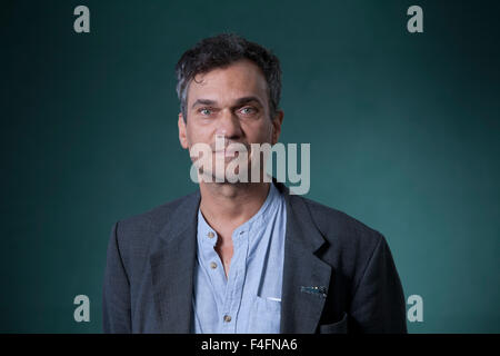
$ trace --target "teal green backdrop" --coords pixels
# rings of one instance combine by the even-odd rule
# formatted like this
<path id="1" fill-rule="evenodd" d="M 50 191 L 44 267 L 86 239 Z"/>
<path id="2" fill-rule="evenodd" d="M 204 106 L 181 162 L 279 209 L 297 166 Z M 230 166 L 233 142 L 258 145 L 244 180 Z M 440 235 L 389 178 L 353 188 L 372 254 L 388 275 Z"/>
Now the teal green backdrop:
<path id="1" fill-rule="evenodd" d="M 73 9 L 90 9 L 90 33 Z M 407 9 L 423 9 L 423 33 Z M 382 233 L 410 333 L 500 332 L 499 2 L 3 1 L 0 332 L 100 333 L 114 221 L 193 191 L 173 67 L 231 31 L 279 56 L 308 198 Z M 73 298 L 90 298 L 76 323 Z M 410 307 L 410 306 L 408 306 Z"/>

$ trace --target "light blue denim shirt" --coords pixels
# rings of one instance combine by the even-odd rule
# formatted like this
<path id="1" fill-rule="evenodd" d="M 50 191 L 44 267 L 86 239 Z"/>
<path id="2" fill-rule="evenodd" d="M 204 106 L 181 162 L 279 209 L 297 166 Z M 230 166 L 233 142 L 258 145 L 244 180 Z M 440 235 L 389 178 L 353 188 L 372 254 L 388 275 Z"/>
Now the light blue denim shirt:
<path id="1" fill-rule="evenodd" d="M 218 235 L 198 210 L 193 330 L 197 334 L 278 334 L 287 211 L 271 182 L 259 211 L 232 234 L 226 277 L 214 250 Z"/>

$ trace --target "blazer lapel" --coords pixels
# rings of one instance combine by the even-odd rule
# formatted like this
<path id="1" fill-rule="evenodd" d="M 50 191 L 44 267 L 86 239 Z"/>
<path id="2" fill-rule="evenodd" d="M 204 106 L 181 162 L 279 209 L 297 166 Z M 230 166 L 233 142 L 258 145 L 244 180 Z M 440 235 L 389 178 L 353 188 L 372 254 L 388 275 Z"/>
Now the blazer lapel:
<path id="1" fill-rule="evenodd" d="M 277 184 L 287 201 L 287 231 L 281 294 L 282 334 L 313 334 L 330 286 L 331 266 L 314 253 L 324 244 L 304 201 Z"/>
<path id="2" fill-rule="evenodd" d="M 158 333 L 191 332 L 199 190 L 169 216 L 151 248 L 150 267 Z"/>

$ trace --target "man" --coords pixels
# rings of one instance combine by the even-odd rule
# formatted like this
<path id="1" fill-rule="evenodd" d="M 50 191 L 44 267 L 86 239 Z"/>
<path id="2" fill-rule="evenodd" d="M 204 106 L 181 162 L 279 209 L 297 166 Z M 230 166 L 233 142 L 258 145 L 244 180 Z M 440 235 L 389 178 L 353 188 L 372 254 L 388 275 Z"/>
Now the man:
<path id="1" fill-rule="evenodd" d="M 271 52 L 220 34 L 188 50 L 177 75 L 184 149 L 214 149 L 221 137 L 246 148 L 278 142 L 281 73 Z M 212 152 L 224 167 L 236 159 L 229 147 Z M 380 233 L 276 179 L 230 182 L 213 167 L 198 170 L 194 194 L 114 225 L 106 333 L 407 332 Z"/>

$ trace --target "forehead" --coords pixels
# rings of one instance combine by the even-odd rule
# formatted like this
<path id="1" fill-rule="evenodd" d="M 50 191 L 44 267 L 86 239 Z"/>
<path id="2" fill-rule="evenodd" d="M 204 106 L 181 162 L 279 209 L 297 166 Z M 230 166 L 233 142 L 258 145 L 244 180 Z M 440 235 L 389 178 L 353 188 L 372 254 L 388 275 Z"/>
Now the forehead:
<path id="1" fill-rule="evenodd" d="M 267 82 L 260 68 L 250 60 L 239 60 L 194 76 L 188 88 L 188 102 L 209 99 L 230 102 L 241 97 L 257 96 L 267 102 Z"/>

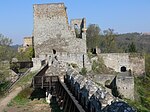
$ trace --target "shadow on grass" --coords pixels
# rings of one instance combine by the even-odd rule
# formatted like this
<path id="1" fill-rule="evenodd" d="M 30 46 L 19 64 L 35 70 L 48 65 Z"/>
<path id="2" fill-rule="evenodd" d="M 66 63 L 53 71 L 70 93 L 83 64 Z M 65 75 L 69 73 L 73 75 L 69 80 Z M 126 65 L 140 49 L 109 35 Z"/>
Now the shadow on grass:
<path id="1" fill-rule="evenodd" d="M 41 88 L 37 88 L 33 90 L 33 92 L 30 95 L 31 100 L 34 100 L 34 99 L 40 100 L 41 98 L 45 98 L 45 97 L 46 97 L 45 89 L 41 89 Z"/>

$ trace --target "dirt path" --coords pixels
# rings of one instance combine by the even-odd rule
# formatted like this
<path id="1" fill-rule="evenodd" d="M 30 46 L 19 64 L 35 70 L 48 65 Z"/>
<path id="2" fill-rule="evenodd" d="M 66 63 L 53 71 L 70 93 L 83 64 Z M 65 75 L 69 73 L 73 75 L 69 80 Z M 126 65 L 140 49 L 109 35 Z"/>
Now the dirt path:
<path id="1" fill-rule="evenodd" d="M 17 87 L 16 89 L 12 90 L 5 98 L 0 100 L 0 112 L 7 107 L 7 104 L 15 97 L 18 93 L 22 91 L 21 87 Z"/>

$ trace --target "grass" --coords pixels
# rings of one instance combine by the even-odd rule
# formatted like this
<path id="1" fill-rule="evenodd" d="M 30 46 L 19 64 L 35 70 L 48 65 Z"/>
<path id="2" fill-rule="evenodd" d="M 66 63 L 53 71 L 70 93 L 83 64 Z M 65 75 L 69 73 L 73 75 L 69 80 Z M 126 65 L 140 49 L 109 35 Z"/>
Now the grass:
<path id="1" fill-rule="evenodd" d="M 126 101 L 138 112 L 150 112 L 150 77 L 135 78 L 135 101 Z"/>
<path id="2" fill-rule="evenodd" d="M 9 81 L 0 84 L 0 93 L 4 92 L 7 89 L 8 86 L 10 86 Z"/>
<path id="3" fill-rule="evenodd" d="M 33 76 L 35 76 L 36 72 L 30 72 L 29 74 L 23 76 L 15 85 L 15 87 L 18 86 L 23 86 L 23 87 L 27 87 L 29 84 L 31 84 L 32 82 L 32 78 Z"/>
<path id="4" fill-rule="evenodd" d="M 32 93 L 32 89 L 27 87 L 22 90 L 11 102 L 8 104 L 9 106 L 15 105 L 26 105 L 30 101 L 30 95 Z"/>

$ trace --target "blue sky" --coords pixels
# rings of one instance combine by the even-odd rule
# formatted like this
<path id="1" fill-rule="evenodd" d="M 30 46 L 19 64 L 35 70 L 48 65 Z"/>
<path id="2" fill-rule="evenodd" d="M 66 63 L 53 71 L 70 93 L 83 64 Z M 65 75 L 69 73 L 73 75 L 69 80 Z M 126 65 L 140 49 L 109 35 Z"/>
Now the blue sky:
<path id="1" fill-rule="evenodd" d="M 68 18 L 115 32 L 150 32 L 150 0 L 1 0 L 0 33 L 22 44 L 33 30 L 33 4 L 64 2 Z"/>

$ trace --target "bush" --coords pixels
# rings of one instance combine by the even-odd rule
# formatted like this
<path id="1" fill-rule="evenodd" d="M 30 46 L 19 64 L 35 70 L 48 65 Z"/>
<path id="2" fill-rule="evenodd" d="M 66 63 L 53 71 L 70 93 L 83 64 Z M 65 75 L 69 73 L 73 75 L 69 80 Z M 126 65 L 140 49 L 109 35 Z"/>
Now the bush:
<path id="1" fill-rule="evenodd" d="M 83 67 L 83 68 L 81 69 L 80 74 L 81 74 L 81 75 L 86 75 L 86 74 L 87 74 L 87 70 L 86 70 L 85 67 Z"/>

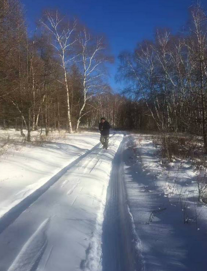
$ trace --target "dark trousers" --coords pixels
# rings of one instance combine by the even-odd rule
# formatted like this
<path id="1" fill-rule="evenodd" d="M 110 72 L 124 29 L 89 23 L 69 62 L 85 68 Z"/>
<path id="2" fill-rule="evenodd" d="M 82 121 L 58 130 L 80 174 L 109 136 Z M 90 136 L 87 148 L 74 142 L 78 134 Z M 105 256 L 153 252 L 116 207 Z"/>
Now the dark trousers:
<path id="1" fill-rule="evenodd" d="M 100 141 L 105 147 L 108 147 L 109 146 L 109 136 L 102 136 L 101 135 Z"/>

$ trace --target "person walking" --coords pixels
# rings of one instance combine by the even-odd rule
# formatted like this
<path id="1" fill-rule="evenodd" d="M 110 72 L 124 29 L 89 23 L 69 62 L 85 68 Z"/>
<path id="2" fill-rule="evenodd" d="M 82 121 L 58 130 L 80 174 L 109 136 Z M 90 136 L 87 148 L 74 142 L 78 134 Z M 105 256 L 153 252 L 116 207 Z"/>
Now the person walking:
<path id="1" fill-rule="evenodd" d="M 107 149 L 109 146 L 109 129 L 111 126 L 109 122 L 106 121 L 105 117 L 101 118 L 98 129 L 101 132 L 100 141 L 103 144 L 103 149 Z"/>

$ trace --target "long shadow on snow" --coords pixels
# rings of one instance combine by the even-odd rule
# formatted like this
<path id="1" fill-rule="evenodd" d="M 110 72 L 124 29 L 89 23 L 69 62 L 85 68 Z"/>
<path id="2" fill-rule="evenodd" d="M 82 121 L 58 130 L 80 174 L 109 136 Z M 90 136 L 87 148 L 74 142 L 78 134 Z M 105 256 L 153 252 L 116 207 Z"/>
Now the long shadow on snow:
<path id="1" fill-rule="evenodd" d="M 84 155 L 64 168 L 42 186 L 25 198 L 5 214 L 0 219 L 0 234 L 12 223 L 23 212 L 26 210 L 30 205 L 36 201 L 37 199 L 47 191 L 50 186 L 54 184 L 63 174 L 86 157 L 86 156 L 92 152 L 95 148 L 100 146 L 100 143 L 98 143 L 91 150 L 88 151 Z"/>
<path id="2" fill-rule="evenodd" d="M 155 176 L 149 170 L 143 171 L 140 163 L 133 163 L 131 156 L 129 150 L 124 151 L 125 173 L 131 179 L 126 184 L 130 189 L 127 196 L 130 193 L 129 205 L 137 233 L 145 246 L 149 245 L 144 252 L 146 270 L 206 271 L 206 232 L 197 231 L 195 224 L 184 224 L 183 212 L 179 204 L 170 204 L 157 185 Z M 161 206 L 166 209 L 155 214 L 155 219 L 148 224 L 151 212 Z M 193 210 L 188 212 L 190 215 Z"/>

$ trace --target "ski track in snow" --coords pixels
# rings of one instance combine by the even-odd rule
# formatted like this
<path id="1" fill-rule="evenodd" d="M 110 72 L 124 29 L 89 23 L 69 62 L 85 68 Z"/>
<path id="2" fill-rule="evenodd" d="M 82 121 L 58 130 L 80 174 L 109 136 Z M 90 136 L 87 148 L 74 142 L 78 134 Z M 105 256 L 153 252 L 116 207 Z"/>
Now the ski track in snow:
<path id="1" fill-rule="evenodd" d="M 5 236 L 9 236 L 10 231 L 12 231 L 13 227 L 15 228 L 17 224 L 18 225 L 18 227 L 19 227 L 20 223 L 23 223 L 24 226 L 24 224 L 25 226 L 27 225 L 27 222 L 28 223 L 32 224 L 32 219 L 36 219 L 35 215 L 38 216 L 37 217 L 38 218 L 37 221 L 39 221 L 40 220 L 39 214 L 41 214 L 41 208 L 45 209 L 46 203 L 46 205 L 48 204 L 49 216 L 50 217 L 53 217 L 52 224 L 50 219 L 46 218 L 31 237 L 27 239 L 27 241 L 23 245 L 23 246 L 22 245 L 22 248 L 20 249 L 20 252 L 18 256 L 15 257 L 14 260 L 13 260 L 13 263 L 9 267 L 9 269 L 7 270 L 8 271 L 36 271 L 36 270 L 44 271 L 45 270 L 46 271 L 50 271 L 52 270 L 51 268 L 53 268 L 53 271 L 58 271 L 58 271 L 60 270 L 61 271 L 65 271 L 65 268 L 63 269 L 63 268 L 61 268 L 62 269 L 56 269 L 55 265 L 54 265 L 52 263 L 53 262 L 53 258 L 55 257 L 56 264 L 57 264 L 57 266 L 61 265 L 61 262 L 58 262 L 58 261 L 57 262 L 57 256 L 56 255 L 57 249 L 57 244 L 56 244 L 56 246 L 55 248 L 53 245 L 53 237 L 50 236 L 51 232 L 52 232 L 52 230 L 54 229 L 54 226 L 53 226 L 55 221 L 55 225 L 57 224 L 58 227 L 59 226 L 60 227 L 63 226 L 65 227 L 65 224 L 71 225 L 70 226 L 72 226 L 71 228 L 72 229 L 72 231 L 71 233 L 71 237 L 69 235 L 68 237 L 66 236 L 66 238 L 64 238 L 65 240 L 63 239 L 64 242 L 64 244 L 63 244 L 63 246 L 65 245 L 68 246 L 66 252 L 68 253 L 67 250 L 69 249 L 69 251 L 71 250 L 72 254 L 75 253 L 73 250 L 74 249 L 75 250 L 77 245 L 73 243 L 70 243 L 69 242 L 69 244 L 65 244 L 65 242 L 66 240 L 70 240 L 70 239 L 72 242 L 74 242 L 73 235 L 75 236 L 77 232 L 78 232 L 78 231 L 75 231 L 79 230 L 79 228 L 80 231 L 82 231 L 83 226 L 86 225 L 86 229 L 84 229 L 82 232 L 80 231 L 80 232 L 82 232 L 81 236 L 87 236 L 86 238 L 85 237 L 83 239 L 84 240 L 84 243 L 82 244 L 83 241 L 80 239 L 81 237 L 79 237 L 79 241 L 78 242 L 77 241 L 78 244 L 81 245 L 77 252 L 79 253 L 79 251 L 80 249 L 81 251 L 82 251 L 83 248 L 85 248 L 85 259 L 84 257 L 82 256 L 81 258 L 83 260 L 81 261 L 79 259 L 82 263 L 80 267 L 84 267 L 82 269 L 85 271 L 102 271 L 102 226 L 104 219 L 107 188 L 108 185 L 112 161 L 122 138 L 123 135 L 118 134 L 113 135 L 110 139 L 110 142 L 111 141 L 110 148 L 107 151 L 99 148 L 100 143 L 97 144 L 92 150 L 89 151 L 87 154 L 84 155 L 83 156 L 83 157 L 81 157 L 78 159 L 78 161 L 76 160 L 75 162 L 70 165 L 69 169 L 66 169 L 64 172 L 59 174 L 58 179 L 55 180 L 52 183 L 50 184 L 49 186 L 46 190 L 41 192 L 41 197 L 39 196 L 37 198 L 33 199 L 28 205 L 25 206 L 23 209 L 21 209 L 21 213 L 18 214 L 18 217 L 15 217 L 14 220 L 8 221 L 6 226 L 4 226 L 4 228 L 1 231 L 3 236 L 4 235 Z M 80 174 L 80 173 L 81 174 Z M 76 179 L 75 179 L 74 177 L 77 175 L 78 176 L 78 179 L 76 178 Z M 100 176 L 101 176 L 101 179 L 100 178 Z M 66 179 L 64 180 L 64 178 Z M 59 179 L 60 180 L 58 184 L 57 181 Z M 68 189 L 72 185 L 72 187 L 67 191 L 67 188 Z M 48 188 L 51 188 L 48 189 Z M 96 189 L 98 189 L 97 192 Z M 61 203 L 61 201 L 60 202 L 60 203 L 58 202 L 59 201 L 58 197 L 54 198 L 54 199 L 52 199 L 52 195 L 54 193 L 56 193 L 58 197 L 61 195 L 60 193 L 63 194 L 62 203 Z M 49 196 L 50 193 L 52 195 L 52 198 Z M 66 197 L 64 197 L 64 194 L 68 196 L 68 200 L 66 200 L 67 197 L 66 198 Z M 84 200 L 84 197 L 85 197 L 85 200 Z M 45 202 L 44 200 L 45 198 L 46 199 Z M 62 199 L 61 197 L 60 199 Z M 86 200 L 86 201 L 85 203 Z M 40 202 L 40 203 L 39 203 Z M 41 205 L 42 202 L 44 205 Z M 51 205 L 51 203 L 52 203 L 52 205 Z M 31 208 L 28 208 L 29 205 L 31 205 Z M 38 207 L 37 212 L 36 212 L 37 207 Z M 53 209 L 56 213 L 53 212 Z M 34 210 L 33 211 L 33 210 Z M 81 218 L 81 215 L 80 215 L 78 213 L 80 211 L 79 210 L 81 211 L 80 214 L 82 213 L 83 211 L 84 211 L 83 214 L 85 218 Z M 85 211 L 85 210 L 86 211 Z M 25 212 L 23 212 L 23 211 L 25 211 Z M 45 213 L 45 210 L 43 209 L 42 211 L 44 211 L 44 212 L 43 212 L 43 215 L 40 216 L 40 218 L 43 218 L 44 213 Z M 62 212 L 63 212 L 63 214 L 61 213 Z M 81 216 L 80 216 L 80 215 Z M 22 216 L 24 218 L 22 222 L 21 218 Z M 16 221 L 16 220 L 17 221 Z M 61 222 L 60 223 L 60 225 L 59 225 L 58 220 L 60 220 L 60 222 Z M 69 222 L 67 222 L 67 221 L 69 221 Z M 10 222 L 12 222 L 12 223 Z M 47 236 L 47 229 L 49 224 L 50 224 L 49 227 L 50 235 Z M 53 228 L 51 226 L 52 224 Z M 75 226 L 76 225 L 78 227 L 77 230 L 76 229 L 77 226 Z M 93 226 L 92 232 L 91 231 L 92 229 L 92 225 Z M 52 229 L 50 229 L 52 228 Z M 58 245 L 62 246 L 60 240 L 62 240 L 61 238 L 64 234 L 64 230 L 67 229 L 67 230 L 68 231 L 68 228 L 64 227 L 64 230 L 63 231 L 61 230 L 60 228 L 60 228 L 60 233 L 61 233 L 61 234 L 60 236 L 60 240 L 59 240 L 58 237 Z M 5 230 L 5 234 L 4 232 L 3 232 L 4 230 Z M 69 234 L 70 234 L 70 231 L 69 230 Z M 85 231 L 87 233 L 86 235 Z M 74 234 L 72 232 L 74 232 Z M 26 232 L 25 234 L 25 236 L 27 236 Z M 4 242 L 3 237 L 3 238 L 1 237 L 1 238 L 0 237 L 0 242 L 2 241 Z M 50 240 L 51 238 L 52 241 Z M 54 236 L 54 238 L 55 239 L 55 236 Z M 7 249 L 9 249 L 10 247 L 10 242 L 11 242 L 11 246 L 12 246 L 12 242 L 15 242 L 15 239 L 13 240 L 12 240 L 11 241 L 10 241 L 9 243 L 8 243 L 7 245 Z M 49 244 L 49 246 L 47 246 L 48 244 Z M 16 250 L 14 251 L 16 251 L 18 249 L 18 245 L 16 243 L 16 244 L 15 247 L 17 248 L 15 248 Z M 54 244 L 55 244 L 55 242 Z M 87 244 L 88 244 L 88 246 L 86 247 Z M 55 249 L 55 253 L 54 252 Z M 3 253 L 3 250 L 1 250 L 0 253 L 0 256 L 1 257 L 2 253 Z M 52 257 L 51 256 L 52 253 Z M 81 252 L 81 253 L 82 253 L 82 252 Z M 81 253 L 80 255 L 82 255 Z M 77 256 L 78 256 L 78 253 Z M 73 260 L 74 258 L 75 259 Z M 71 259 L 75 261 L 74 262 L 76 263 L 75 269 L 79 270 L 77 267 L 78 266 L 77 261 L 78 257 L 77 259 L 75 257 L 72 257 Z M 39 263 L 40 263 L 40 265 Z M 54 263 L 55 262 L 54 262 Z M 62 263 L 64 264 L 64 263 Z M 5 260 L 3 264 L 4 266 L 5 266 L 7 264 Z M 72 265 L 72 263 L 70 264 Z M 70 268 L 69 266 L 69 265 L 68 267 L 69 271 L 73 271 L 74 270 L 74 266 L 72 269 Z M 0 264 L 0 270 L 1 270 L 0 268 L 1 265 Z"/>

---

> _Requirements_
Rewrite the records starting at the beginning and ending at the line that contains "407 9 L 423", replacing "teal green" with "dark teal" and leaving everything else unchanged. Leave the pictures out of your answer.

> _Solution to the problem_
$ trace --target "dark teal backdrop" --coords pixels
# rings of one instance combine by the even-odd rule
# formatted like this
<path id="1" fill-rule="evenodd" d="M 50 191 L 44 267 L 86 239 Z"/>
<path id="2" fill-rule="evenodd" d="M 204 106 L 181 162 L 279 209 L 297 166 Z M 230 166 L 233 142 L 258 145 L 244 180 Z M 440 235 L 389 178 L 353 188 L 372 254 L 388 275 Z"/>
Now the dark teal backdrop:
<path id="1" fill-rule="evenodd" d="M 73 9 L 90 9 L 90 33 Z M 407 9 L 423 9 L 423 33 Z M 382 233 L 410 333 L 500 332 L 499 2 L 3 1 L 0 332 L 100 333 L 114 221 L 193 191 L 173 67 L 231 31 L 279 56 L 308 198 Z M 73 298 L 90 298 L 76 323 Z M 410 307 L 410 306 L 408 306 Z"/>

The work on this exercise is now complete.